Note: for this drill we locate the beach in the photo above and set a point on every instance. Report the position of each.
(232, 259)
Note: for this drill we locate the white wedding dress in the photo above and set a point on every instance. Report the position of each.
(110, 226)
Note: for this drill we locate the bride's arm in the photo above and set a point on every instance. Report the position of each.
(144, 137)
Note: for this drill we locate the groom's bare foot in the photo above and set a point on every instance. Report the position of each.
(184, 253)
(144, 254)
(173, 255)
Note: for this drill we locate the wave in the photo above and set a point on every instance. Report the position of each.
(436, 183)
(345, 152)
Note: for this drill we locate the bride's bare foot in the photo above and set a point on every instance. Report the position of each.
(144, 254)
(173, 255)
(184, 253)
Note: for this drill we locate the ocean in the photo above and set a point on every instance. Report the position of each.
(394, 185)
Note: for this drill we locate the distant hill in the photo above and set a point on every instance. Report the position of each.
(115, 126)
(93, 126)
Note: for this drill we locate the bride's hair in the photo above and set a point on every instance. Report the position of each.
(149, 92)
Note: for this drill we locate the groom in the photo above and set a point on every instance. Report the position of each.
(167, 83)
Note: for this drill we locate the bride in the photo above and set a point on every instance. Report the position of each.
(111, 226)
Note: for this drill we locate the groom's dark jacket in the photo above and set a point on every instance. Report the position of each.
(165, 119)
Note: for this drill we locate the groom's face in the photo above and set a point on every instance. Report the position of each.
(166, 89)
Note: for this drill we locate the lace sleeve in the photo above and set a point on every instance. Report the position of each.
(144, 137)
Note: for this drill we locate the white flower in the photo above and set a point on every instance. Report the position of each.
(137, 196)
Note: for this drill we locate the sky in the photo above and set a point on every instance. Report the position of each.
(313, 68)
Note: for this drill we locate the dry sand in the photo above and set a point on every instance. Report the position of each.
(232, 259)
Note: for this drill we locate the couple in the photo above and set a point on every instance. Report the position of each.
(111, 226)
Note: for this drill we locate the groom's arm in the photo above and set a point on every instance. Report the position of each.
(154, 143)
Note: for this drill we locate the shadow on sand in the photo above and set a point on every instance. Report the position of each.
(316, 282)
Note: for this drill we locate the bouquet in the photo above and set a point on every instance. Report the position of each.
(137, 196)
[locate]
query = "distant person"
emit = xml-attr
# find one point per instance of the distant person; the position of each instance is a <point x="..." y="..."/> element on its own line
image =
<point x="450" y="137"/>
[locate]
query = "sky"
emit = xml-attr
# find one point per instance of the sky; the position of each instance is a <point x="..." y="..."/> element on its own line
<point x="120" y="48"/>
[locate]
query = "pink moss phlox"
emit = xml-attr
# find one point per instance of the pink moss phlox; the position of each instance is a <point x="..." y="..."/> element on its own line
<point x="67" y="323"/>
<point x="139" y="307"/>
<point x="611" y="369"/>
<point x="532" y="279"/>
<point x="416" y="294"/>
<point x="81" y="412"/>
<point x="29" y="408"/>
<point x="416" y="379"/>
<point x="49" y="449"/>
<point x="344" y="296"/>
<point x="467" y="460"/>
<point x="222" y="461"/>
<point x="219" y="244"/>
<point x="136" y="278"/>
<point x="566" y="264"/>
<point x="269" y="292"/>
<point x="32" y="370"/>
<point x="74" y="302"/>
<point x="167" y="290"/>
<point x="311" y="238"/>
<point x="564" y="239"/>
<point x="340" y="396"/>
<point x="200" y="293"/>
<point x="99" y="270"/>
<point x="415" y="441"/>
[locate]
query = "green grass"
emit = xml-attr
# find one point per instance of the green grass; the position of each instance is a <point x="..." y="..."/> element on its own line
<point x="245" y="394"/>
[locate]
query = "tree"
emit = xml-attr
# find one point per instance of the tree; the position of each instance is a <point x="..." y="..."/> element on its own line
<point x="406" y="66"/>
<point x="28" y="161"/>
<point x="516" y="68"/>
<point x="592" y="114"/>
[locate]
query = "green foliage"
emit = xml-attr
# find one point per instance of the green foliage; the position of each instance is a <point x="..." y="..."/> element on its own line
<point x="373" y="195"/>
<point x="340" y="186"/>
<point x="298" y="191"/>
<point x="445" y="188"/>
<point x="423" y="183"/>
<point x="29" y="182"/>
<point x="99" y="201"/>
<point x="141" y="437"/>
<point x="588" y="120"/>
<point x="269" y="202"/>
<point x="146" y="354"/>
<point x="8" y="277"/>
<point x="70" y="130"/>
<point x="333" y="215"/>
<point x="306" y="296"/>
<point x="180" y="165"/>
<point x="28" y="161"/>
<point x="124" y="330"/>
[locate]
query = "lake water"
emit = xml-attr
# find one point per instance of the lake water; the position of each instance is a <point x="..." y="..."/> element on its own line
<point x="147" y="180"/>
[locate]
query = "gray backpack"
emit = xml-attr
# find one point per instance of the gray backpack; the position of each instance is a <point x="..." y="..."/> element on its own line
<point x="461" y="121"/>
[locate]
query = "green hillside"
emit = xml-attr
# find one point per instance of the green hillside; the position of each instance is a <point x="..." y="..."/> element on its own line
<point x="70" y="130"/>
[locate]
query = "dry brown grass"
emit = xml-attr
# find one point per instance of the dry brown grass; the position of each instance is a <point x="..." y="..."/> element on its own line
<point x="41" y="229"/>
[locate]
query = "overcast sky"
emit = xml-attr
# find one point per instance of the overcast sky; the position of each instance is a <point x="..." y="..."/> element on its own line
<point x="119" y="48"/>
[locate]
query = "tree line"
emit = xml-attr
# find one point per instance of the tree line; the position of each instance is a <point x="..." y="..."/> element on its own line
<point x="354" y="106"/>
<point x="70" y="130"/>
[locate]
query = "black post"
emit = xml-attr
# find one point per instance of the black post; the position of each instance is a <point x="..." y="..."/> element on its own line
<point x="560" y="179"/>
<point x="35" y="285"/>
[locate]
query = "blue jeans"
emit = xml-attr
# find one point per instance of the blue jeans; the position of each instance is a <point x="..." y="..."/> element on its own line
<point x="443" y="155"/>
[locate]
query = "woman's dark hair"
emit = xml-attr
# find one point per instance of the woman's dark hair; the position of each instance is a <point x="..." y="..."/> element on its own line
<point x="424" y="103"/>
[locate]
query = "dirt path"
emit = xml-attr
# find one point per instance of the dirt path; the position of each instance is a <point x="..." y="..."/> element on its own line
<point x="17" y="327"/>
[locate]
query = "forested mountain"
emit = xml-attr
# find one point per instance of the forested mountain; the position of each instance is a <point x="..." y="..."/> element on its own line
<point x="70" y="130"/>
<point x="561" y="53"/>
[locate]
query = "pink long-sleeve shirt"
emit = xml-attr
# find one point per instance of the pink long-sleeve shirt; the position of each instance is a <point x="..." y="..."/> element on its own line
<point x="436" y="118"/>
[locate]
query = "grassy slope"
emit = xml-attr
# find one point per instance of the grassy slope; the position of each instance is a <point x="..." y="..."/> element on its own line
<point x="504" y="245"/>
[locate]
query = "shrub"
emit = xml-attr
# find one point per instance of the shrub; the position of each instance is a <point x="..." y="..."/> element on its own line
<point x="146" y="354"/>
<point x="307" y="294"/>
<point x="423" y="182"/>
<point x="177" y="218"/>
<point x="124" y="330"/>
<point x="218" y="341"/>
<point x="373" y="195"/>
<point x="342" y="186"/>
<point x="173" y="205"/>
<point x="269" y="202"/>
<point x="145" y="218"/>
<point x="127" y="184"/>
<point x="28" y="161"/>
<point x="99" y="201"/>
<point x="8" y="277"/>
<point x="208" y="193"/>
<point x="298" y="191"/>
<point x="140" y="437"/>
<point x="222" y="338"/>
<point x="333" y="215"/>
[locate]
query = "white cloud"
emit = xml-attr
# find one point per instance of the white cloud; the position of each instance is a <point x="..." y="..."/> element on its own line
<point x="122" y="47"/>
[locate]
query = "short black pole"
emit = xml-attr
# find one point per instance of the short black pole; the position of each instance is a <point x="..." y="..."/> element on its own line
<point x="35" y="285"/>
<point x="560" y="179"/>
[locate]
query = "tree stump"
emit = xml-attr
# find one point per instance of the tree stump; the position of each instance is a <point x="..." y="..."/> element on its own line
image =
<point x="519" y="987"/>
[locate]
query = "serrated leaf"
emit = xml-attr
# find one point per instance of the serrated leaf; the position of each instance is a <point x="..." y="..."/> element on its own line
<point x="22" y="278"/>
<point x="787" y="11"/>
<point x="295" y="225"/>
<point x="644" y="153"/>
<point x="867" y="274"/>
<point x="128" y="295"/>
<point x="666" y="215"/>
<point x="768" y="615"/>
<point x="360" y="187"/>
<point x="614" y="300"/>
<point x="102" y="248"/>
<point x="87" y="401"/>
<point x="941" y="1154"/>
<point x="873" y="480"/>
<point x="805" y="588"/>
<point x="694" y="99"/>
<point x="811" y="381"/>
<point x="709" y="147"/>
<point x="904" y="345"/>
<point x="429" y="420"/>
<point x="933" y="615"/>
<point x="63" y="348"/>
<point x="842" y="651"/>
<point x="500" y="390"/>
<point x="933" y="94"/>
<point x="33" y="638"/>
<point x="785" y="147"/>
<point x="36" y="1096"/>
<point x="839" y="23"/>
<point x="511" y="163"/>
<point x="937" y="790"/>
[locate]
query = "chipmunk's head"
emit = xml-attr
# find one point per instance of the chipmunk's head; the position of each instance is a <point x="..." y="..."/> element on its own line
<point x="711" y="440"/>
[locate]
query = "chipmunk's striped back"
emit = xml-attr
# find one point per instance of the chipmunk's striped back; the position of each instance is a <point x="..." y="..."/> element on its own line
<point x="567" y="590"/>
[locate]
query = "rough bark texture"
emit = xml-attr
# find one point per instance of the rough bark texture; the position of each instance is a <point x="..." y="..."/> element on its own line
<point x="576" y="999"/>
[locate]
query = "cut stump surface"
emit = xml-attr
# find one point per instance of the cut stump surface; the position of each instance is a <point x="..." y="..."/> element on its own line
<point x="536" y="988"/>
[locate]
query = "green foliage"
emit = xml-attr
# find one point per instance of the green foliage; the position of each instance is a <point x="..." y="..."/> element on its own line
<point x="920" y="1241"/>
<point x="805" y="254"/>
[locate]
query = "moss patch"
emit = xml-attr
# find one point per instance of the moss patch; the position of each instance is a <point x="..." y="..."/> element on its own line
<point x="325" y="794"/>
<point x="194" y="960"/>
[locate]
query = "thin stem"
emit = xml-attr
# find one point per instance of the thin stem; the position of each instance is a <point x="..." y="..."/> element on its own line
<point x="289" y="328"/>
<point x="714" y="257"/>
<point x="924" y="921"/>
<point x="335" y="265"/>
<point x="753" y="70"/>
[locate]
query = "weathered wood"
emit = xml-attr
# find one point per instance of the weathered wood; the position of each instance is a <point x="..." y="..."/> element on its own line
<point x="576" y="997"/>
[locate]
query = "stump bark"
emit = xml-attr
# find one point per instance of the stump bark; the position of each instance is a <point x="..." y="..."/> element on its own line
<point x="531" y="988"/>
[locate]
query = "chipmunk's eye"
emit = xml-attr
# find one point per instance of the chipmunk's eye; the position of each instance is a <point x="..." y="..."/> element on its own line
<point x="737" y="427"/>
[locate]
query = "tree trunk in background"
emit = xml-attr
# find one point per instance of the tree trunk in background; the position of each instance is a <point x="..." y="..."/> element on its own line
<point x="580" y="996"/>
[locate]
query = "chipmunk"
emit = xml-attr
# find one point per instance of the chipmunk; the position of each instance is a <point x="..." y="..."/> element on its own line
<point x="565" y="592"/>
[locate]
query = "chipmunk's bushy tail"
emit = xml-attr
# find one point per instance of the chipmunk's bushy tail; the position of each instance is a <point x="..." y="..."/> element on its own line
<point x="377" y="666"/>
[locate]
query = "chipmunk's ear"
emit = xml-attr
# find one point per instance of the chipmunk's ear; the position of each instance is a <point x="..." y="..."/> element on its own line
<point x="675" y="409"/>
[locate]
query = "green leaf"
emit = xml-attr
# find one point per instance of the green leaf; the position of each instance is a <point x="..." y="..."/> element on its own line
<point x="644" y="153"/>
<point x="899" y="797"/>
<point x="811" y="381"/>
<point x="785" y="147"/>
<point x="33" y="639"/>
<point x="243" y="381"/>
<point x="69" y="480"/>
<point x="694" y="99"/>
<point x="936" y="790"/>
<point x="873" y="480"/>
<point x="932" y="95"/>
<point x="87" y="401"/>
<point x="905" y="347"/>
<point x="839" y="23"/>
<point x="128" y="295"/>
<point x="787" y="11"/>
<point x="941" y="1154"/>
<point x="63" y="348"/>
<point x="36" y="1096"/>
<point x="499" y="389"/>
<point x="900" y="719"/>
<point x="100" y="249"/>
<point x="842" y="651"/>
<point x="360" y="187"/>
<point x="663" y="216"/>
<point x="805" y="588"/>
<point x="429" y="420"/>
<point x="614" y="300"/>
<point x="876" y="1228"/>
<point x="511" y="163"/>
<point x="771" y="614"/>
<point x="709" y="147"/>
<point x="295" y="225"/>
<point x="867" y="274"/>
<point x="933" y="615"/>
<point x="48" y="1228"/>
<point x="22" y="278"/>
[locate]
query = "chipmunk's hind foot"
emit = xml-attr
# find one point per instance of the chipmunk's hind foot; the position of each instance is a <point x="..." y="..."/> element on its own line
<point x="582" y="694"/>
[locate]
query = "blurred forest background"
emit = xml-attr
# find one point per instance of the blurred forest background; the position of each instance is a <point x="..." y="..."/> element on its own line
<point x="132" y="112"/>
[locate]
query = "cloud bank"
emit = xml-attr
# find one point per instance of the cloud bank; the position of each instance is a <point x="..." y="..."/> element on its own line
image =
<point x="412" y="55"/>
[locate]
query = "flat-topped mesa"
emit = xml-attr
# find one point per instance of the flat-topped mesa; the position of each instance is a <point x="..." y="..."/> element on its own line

ASSIGNED TASK: Each line in the data that holds the word "mesa" must be copied.

EXERCISE ANSWER:
query = "flat-topped mesa"
# find one point per instance of the flat-topped mesa; the position of each instance is a <point x="..." y="..."/> element on its own line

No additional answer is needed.